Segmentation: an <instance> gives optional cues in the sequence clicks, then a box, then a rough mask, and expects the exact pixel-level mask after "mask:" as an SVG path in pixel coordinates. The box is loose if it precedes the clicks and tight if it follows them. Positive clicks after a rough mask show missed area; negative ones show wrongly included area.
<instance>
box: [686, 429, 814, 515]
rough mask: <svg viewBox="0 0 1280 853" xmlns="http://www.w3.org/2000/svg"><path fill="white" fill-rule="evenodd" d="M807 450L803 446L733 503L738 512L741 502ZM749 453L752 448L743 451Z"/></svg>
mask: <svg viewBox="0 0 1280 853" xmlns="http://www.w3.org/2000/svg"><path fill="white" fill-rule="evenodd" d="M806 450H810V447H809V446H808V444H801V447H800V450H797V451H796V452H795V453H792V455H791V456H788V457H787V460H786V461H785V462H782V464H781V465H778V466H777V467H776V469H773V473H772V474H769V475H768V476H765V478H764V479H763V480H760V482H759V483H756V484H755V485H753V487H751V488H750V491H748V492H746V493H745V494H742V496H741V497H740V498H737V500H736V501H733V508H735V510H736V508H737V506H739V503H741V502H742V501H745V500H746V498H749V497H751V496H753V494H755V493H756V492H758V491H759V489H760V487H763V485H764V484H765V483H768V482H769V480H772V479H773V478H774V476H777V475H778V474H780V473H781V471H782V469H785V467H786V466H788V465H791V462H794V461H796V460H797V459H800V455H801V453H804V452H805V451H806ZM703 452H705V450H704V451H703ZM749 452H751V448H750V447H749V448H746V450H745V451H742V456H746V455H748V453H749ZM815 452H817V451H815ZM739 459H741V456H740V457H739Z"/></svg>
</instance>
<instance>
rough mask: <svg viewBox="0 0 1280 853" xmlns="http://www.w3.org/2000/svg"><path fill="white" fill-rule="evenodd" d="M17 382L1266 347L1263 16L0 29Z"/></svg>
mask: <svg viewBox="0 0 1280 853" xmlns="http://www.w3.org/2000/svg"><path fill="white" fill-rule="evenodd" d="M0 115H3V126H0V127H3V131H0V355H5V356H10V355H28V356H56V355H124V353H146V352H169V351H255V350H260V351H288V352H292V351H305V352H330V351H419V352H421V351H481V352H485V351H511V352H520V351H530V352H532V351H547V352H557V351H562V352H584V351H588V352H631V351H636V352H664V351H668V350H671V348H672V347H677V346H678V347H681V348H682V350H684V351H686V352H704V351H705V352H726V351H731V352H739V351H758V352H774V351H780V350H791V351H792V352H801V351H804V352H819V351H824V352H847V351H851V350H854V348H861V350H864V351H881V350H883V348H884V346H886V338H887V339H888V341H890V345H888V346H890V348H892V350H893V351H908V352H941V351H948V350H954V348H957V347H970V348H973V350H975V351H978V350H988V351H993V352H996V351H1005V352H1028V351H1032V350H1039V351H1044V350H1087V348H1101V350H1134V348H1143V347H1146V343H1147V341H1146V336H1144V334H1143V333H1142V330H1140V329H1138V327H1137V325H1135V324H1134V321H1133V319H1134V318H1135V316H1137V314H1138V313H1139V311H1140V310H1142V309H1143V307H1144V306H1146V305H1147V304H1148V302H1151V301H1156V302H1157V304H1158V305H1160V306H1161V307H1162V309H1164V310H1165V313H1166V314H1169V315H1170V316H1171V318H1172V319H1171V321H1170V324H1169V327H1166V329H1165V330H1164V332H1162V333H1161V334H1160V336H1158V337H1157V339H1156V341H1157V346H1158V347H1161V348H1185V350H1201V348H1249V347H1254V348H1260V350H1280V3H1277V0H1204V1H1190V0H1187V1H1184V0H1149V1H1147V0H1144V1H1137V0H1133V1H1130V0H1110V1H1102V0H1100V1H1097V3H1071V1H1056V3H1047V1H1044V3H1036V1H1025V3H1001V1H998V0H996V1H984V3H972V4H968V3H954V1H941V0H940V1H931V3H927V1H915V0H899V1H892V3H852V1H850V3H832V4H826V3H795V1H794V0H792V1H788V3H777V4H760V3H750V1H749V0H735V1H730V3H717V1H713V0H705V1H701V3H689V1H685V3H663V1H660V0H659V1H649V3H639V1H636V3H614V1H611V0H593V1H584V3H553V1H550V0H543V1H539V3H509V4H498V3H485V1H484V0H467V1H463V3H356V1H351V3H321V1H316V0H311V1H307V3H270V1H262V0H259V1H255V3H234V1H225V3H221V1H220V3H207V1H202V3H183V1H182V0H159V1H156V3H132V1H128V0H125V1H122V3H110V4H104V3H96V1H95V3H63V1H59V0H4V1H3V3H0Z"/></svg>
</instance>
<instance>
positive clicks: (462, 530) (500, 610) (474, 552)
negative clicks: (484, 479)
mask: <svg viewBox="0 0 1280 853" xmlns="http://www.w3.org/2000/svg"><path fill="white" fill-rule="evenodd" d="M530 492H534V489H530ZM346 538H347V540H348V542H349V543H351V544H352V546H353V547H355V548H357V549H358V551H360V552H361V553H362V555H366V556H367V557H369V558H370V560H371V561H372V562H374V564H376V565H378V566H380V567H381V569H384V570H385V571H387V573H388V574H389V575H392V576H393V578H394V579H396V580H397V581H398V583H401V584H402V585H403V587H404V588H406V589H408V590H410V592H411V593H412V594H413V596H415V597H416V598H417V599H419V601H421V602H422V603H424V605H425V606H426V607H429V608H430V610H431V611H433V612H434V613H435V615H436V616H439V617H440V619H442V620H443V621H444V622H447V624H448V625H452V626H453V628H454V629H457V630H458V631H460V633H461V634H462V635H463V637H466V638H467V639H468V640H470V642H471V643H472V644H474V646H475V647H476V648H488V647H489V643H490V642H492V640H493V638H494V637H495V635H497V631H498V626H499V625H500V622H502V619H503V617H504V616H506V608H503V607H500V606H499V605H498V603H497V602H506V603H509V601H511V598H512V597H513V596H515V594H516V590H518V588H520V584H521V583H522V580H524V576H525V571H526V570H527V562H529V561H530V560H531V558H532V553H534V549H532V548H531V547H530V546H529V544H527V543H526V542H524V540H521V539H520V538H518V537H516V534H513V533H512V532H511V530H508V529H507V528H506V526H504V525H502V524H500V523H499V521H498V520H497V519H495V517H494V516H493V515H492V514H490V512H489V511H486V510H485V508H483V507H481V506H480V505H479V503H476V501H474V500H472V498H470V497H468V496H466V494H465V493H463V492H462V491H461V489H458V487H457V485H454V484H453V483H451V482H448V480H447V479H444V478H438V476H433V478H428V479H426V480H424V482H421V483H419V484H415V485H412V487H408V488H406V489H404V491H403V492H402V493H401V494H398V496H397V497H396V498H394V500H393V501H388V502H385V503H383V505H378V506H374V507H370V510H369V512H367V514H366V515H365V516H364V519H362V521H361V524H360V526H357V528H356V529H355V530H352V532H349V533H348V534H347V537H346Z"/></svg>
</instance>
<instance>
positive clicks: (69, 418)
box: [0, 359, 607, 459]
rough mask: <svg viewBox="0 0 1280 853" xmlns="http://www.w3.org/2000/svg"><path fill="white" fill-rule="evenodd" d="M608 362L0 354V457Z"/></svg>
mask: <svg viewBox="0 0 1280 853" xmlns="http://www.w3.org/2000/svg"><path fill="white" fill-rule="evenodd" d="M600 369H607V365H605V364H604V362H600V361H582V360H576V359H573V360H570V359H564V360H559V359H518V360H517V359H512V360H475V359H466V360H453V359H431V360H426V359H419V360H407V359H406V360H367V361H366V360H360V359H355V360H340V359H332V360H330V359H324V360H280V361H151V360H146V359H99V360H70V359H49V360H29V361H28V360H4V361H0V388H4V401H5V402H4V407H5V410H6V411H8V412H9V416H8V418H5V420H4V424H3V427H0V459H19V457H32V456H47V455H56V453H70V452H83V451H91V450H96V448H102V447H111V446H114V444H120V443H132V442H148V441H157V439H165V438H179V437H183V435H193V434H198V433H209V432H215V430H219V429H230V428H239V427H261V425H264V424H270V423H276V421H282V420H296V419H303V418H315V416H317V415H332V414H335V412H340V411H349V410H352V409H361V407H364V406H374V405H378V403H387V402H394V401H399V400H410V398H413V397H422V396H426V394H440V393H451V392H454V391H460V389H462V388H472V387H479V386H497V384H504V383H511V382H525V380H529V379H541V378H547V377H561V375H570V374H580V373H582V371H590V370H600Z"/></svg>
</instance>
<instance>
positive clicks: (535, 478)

* Exercise instructions *
Reproduce word for word everything from the start of the items down to the line containing "450L803 446L733 503L738", including that line.

* Response *
Segmentation: an <instance> gives optional cues in the sequence clicks, then a box, then a rough mask, and expects the exact pixel-level mask after "mask:" as an SVG path in pixel coordinates. The box is loose if it precedes the clicks and tight if it follows them. Positive clicks after a rough mask show missed area; negative ones show wrongly included area.
<instance>
box: [686, 429, 814, 515]
rough mask: <svg viewBox="0 0 1280 853" xmlns="http://www.w3.org/2000/svg"><path fill="white" fill-rule="evenodd" d="M807 450L803 446L733 503L738 512L741 502ZM749 453L752 448L743 451Z"/></svg>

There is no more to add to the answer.